__DIRECTION 1__: Copy the passage on the Virginia attorney general race word for word, from "There's still one" up to and including "by midnight Tuesday.".
__DIRECTION 2__: Write the next part of the news report on the Virginia attorney general race, picking up after its final sentence.

__TEXT SEGMENT__:
State Sen. Mark Obenshain speaks at the Virginia Republican convention in Richmond on May 18. He currently holds a 17-vote lead over Democratic state Sen. Mark Herring in the state's attorney general election.

There's still one election yet to be decided from last Tuesday: the Virginia attorney general's race.

The latest figures released Sunday night show it's about as close as it gets: Republican state Sen. Mark Obenshain leads Democratic state Sen. Mark Herring by just 17 votes out of more than 2.2 million cast.

The results have been constantly fluctuating since the polls closed the night of Nov. 5, as canvassers continue to count provisional ballots and identify errors in areas around the state. At one point last week, Obenshain led by as many as 1,200 votes. Local election boards must submit their final vote tallies by midnight Tuesday.

__DATASET RECORDS__:

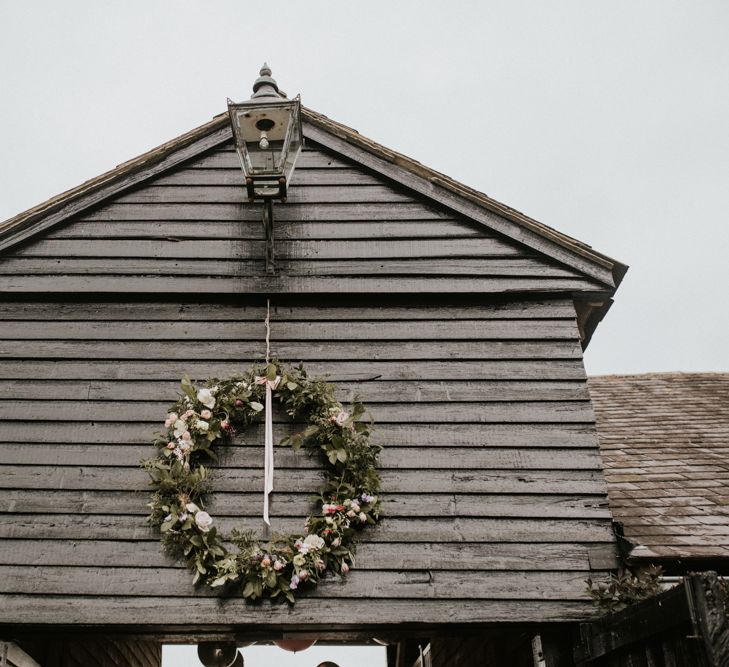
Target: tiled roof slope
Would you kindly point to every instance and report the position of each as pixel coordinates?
(664, 440)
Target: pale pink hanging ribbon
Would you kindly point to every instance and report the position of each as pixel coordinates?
(268, 421)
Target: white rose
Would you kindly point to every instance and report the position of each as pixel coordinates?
(205, 396)
(203, 521)
(314, 542)
(180, 428)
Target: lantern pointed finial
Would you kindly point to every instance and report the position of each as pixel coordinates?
(265, 85)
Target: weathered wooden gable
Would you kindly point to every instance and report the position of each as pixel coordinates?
(344, 229)
(462, 341)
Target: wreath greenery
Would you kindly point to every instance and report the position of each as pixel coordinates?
(207, 416)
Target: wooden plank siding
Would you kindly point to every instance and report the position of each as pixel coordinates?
(342, 230)
(494, 493)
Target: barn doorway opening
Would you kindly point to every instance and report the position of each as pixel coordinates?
(269, 655)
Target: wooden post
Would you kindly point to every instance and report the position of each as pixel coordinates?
(709, 611)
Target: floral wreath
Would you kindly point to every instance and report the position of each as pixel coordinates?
(208, 416)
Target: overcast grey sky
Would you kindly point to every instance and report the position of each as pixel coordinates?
(607, 121)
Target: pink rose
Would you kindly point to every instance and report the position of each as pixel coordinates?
(204, 521)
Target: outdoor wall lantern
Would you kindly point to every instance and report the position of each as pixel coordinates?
(267, 131)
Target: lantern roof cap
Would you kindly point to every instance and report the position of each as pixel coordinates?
(265, 85)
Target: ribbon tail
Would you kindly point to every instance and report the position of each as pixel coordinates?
(268, 456)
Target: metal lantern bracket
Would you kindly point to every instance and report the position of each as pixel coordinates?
(268, 139)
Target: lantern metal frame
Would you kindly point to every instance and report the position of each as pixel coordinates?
(267, 118)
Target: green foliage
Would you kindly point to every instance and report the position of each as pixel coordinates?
(207, 416)
(626, 588)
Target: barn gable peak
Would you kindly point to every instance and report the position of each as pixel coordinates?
(582, 272)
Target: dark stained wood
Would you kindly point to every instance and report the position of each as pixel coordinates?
(297, 480)
(686, 625)
(133, 502)
(518, 435)
(221, 194)
(284, 212)
(361, 234)
(192, 311)
(464, 205)
(251, 456)
(316, 613)
(162, 160)
(382, 392)
(323, 249)
(377, 584)
(253, 230)
(460, 335)
(132, 411)
(327, 285)
(383, 330)
(345, 371)
(404, 531)
(304, 175)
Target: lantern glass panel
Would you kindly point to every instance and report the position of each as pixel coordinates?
(294, 143)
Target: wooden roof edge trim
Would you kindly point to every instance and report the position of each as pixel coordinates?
(27, 223)
(663, 375)
(597, 265)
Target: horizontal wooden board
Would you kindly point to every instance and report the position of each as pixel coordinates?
(292, 504)
(285, 248)
(253, 230)
(236, 194)
(283, 311)
(261, 284)
(383, 330)
(228, 159)
(377, 584)
(303, 351)
(284, 212)
(410, 530)
(250, 455)
(140, 411)
(495, 556)
(316, 613)
(342, 371)
(382, 392)
(234, 176)
(404, 434)
(473, 268)
(294, 480)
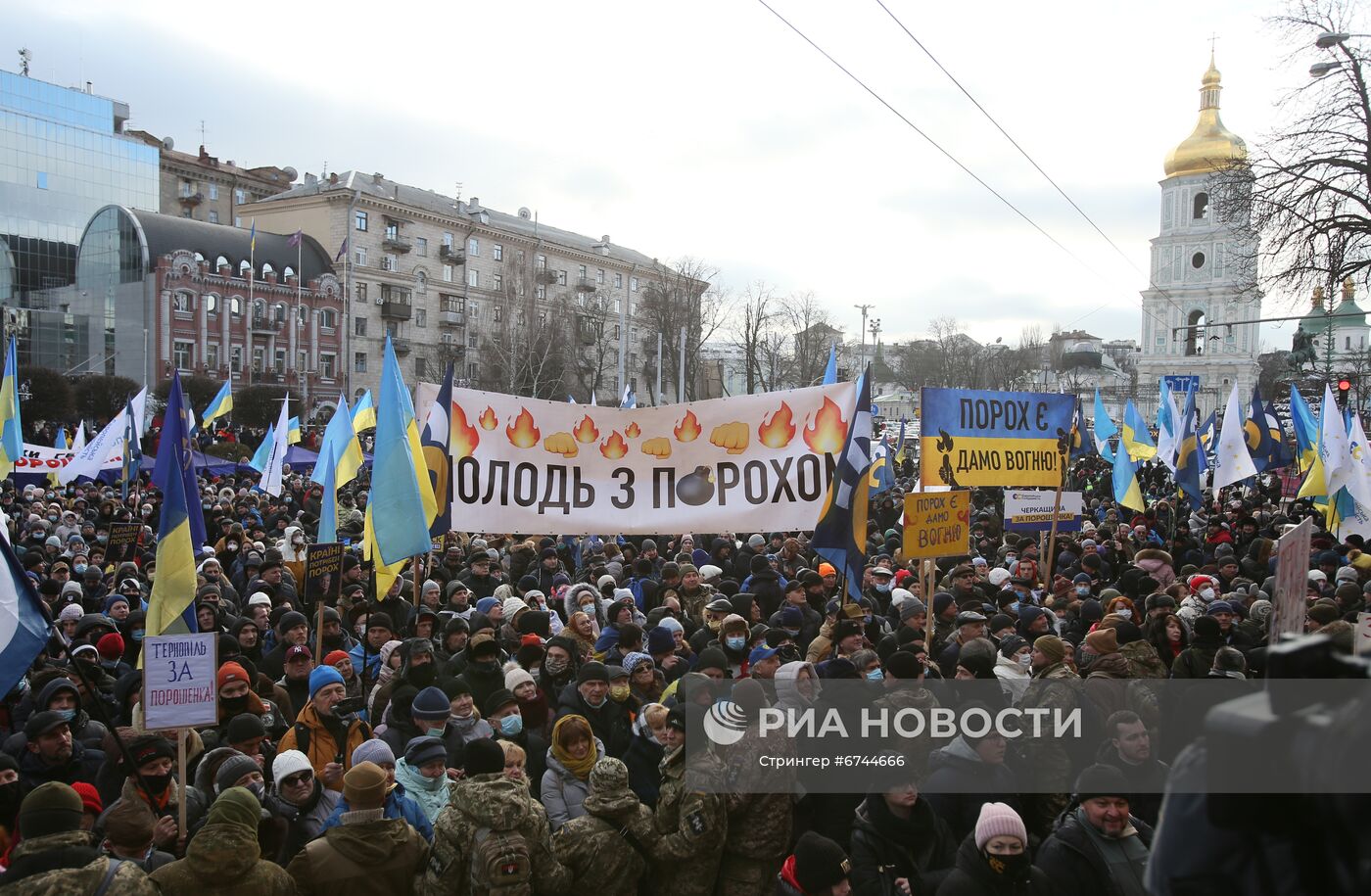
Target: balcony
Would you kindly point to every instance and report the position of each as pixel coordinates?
(397, 309)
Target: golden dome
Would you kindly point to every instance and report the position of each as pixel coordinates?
(1210, 146)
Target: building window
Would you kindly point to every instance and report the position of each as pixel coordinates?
(182, 354)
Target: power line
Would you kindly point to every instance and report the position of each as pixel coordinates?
(1031, 161)
(939, 148)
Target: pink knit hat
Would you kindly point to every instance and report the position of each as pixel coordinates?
(997, 820)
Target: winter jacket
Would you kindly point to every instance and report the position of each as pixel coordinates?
(973, 877)
(886, 847)
(223, 859)
(379, 857)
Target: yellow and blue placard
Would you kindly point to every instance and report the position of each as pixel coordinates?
(972, 438)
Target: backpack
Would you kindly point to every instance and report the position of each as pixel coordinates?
(500, 864)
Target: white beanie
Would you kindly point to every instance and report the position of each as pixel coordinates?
(288, 762)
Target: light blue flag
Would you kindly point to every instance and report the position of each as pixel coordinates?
(831, 369)
(1104, 429)
(400, 521)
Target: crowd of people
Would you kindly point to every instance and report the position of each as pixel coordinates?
(511, 714)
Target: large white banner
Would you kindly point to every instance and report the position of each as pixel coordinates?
(747, 463)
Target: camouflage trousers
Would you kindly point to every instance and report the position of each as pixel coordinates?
(739, 875)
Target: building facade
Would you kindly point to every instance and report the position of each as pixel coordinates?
(1202, 303)
(64, 155)
(196, 298)
(514, 305)
(202, 188)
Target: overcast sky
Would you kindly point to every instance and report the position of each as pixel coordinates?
(709, 129)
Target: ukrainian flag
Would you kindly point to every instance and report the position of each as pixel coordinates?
(1135, 435)
(11, 431)
(363, 415)
(840, 532)
(221, 404)
(171, 603)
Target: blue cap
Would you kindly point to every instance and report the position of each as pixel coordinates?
(760, 654)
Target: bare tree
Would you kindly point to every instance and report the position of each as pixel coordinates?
(1308, 185)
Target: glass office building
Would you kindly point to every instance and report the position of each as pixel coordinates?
(62, 158)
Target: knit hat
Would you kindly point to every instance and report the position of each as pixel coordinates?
(365, 783)
(1052, 647)
(376, 751)
(324, 676)
(609, 777)
(232, 769)
(820, 864)
(50, 809)
(1101, 779)
(288, 762)
(484, 756)
(1103, 641)
(424, 749)
(997, 820)
(431, 704)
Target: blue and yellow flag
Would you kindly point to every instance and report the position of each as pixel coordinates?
(1135, 436)
(397, 507)
(219, 404)
(1104, 429)
(175, 457)
(363, 412)
(1127, 492)
(840, 532)
(11, 429)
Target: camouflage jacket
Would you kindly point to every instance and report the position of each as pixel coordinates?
(692, 826)
(602, 858)
(489, 800)
(129, 879)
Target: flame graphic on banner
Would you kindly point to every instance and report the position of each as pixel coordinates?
(561, 445)
(614, 447)
(586, 432)
(828, 431)
(523, 433)
(465, 439)
(658, 447)
(688, 429)
(779, 431)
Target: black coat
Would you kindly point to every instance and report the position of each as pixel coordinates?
(1075, 865)
(886, 847)
(972, 877)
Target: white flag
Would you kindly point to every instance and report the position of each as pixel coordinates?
(271, 469)
(1233, 462)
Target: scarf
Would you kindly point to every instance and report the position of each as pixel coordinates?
(580, 768)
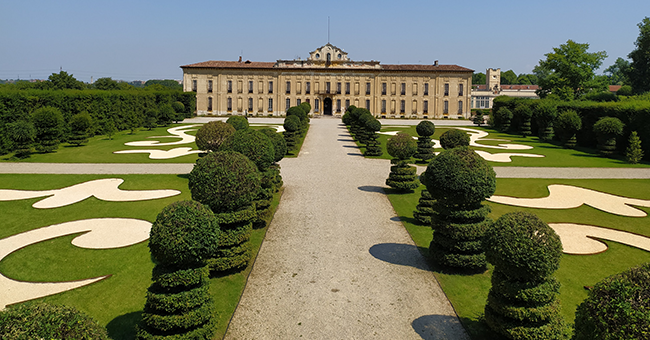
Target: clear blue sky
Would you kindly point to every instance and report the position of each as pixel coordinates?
(133, 40)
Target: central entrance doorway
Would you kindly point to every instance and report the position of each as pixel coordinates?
(327, 106)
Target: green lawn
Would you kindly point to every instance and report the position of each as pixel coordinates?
(115, 302)
(554, 154)
(468, 293)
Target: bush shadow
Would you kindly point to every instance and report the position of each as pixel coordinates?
(400, 254)
(437, 327)
(123, 326)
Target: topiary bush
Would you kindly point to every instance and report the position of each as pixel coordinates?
(459, 180)
(454, 138)
(522, 303)
(45, 321)
(567, 124)
(183, 238)
(225, 181)
(373, 147)
(238, 122)
(212, 135)
(606, 130)
(402, 177)
(49, 126)
(617, 307)
(425, 130)
(80, 126)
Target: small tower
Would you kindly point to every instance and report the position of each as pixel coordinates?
(493, 79)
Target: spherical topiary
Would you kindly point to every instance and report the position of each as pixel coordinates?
(291, 123)
(253, 144)
(617, 307)
(522, 246)
(279, 144)
(184, 234)
(238, 122)
(212, 135)
(401, 146)
(425, 128)
(454, 138)
(460, 177)
(45, 321)
(225, 181)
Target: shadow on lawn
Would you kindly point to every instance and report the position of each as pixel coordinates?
(433, 327)
(400, 254)
(123, 326)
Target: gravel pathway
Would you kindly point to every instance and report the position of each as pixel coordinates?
(336, 263)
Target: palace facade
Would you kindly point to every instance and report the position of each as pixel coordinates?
(330, 82)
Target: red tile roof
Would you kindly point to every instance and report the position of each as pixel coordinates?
(270, 65)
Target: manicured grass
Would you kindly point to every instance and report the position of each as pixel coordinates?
(468, 293)
(116, 302)
(554, 154)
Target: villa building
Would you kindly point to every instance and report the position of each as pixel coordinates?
(330, 82)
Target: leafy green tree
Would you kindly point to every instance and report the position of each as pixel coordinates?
(49, 125)
(618, 72)
(63, 80)
(45, 321)
(80, 126)
(571, 71)
(508, 77)
(21, 136)
(105, 84)
(639, 71)
(478, 78)
(634, 152)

__TASK RESULT 1__:
There's still one election yet to be decided from last Tuesday: the Virginia attorney general's race.

The latest figures released Sunday night show it's about as close as it gets: Republican state Sen. Mark Obenshain leads Democratic state Sen. Mark Herring by just 17 votes out of more than 2.2 million cast.

The results have been constantly fluctuating since the polls closed the night of Nov. 5, as canvassers continue to count provisional ballots and identify errors in areas around the state. At one point last week, Obenshain led by as many as 1,200 votes. Local election boards must submit their final vote tallies by midnight Tuesday.

__TASK RESULT 2__:
With the race this close, a recount appears inevitable. If the difference between the two candidates is 1 percent of the vote or less after the Virginia State Board of Elections officially certifies the results on Nov. 25, the second-place candidate may request a recount, meaning the winner most likely wouldn't be determined until well into December.

Whoever comes out on top in what could go down as one of the closest statewide elections ever will replace outgoing Republican Attorney General Ken Cuccinelli, who lost a tight race of his own last week to Democrat Terry McAuliffe in the state's gubernatorial election. McAuliffe won 48 percent to 45 percent.

The Democrats also won the lieutenant governor's race in Virginia, as state Sen. Ralph Northam, a neurologist, defeated minister E.W. Jackson by more than 10 percentage points.